» Text segment
————————

However, wall graphics can all too often go wrong, and sometimes very badly. There are a host of complexities that can create potential problems if not considered beforehand, particularly the different types of paint and their compatibility with wall graphics products. Other factors such as incorrect face films and wrong adhesives can also have a negative effect on the end result.
The most common cause of failure is often the lack of a proper site survey prior to installation. A comprehensive assessment should include peel testing potential products to be used, checking the paint at the location, finding out if there are any air conditioning units or heaters in the vicinity and what the local ambient atmosphere is and, if possible, discovering what lies under the paint and when the coat was applied. The more inspection done at an early stage, the better, as there will be a greater understanding of any further requirements for the job or potential ‘danger zones’ to consider in the planning process.
When checking the wall surface during the site survey, sign installers should ensure it is as smooth as possible. A textured surface can add further complexities as the adhesive will reach the peaks of any texture, but is unlikely to grip the troughs. Any defects to the wall should be corrected at this point.
The assessment can also help identify the type of paint used, which becomes an important consideration in the plan of action moving forward—whether the graphics can be directly applied to the façade, or if the wall surface requires further work.
Washable or wipeable paints have become very popular in the past few years. Unfortunately, they do not make for an easy install when it comes to adhesives. Simply put, if a paint has been designed to chemically repel dirt, ink, and fingerprints, it will certainly do the same to any adhesive. If the wall and paint are not prepared correctly, even the highest strength adhesives will fail.
It is often the case when graphics need to be applied to a surface, the wall may have only been painted a couple of days earlier or, in some instances, a few hours before. However, the coat needs to have been applied at least 72 hours in advance—and ideally much longer—to give any adhesive the chance to work.
If the printer has a say in the choice of the graphics to be installed, a basic emulsion paint is always preferable as it has no washable properties. However, if a washable or wipeable paint has been used, there are ways to overcome any potential clash with the adhesive.

————————

» Data
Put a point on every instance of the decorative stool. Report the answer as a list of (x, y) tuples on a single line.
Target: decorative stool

————————

» Stated goal
Answer these questions using the text on wall graphics above the listing.
(a) What does the text give as the most common cause of failure?
(b) At least how long before installation must the paint coat have been applied?
(c) Why is a basic emulsion paint preferable?

» Completed task
(a) The lack of a proper site survey prior to installation.
(b) At least 72 hours, and ideally much longer.
(c) It has no washable properties.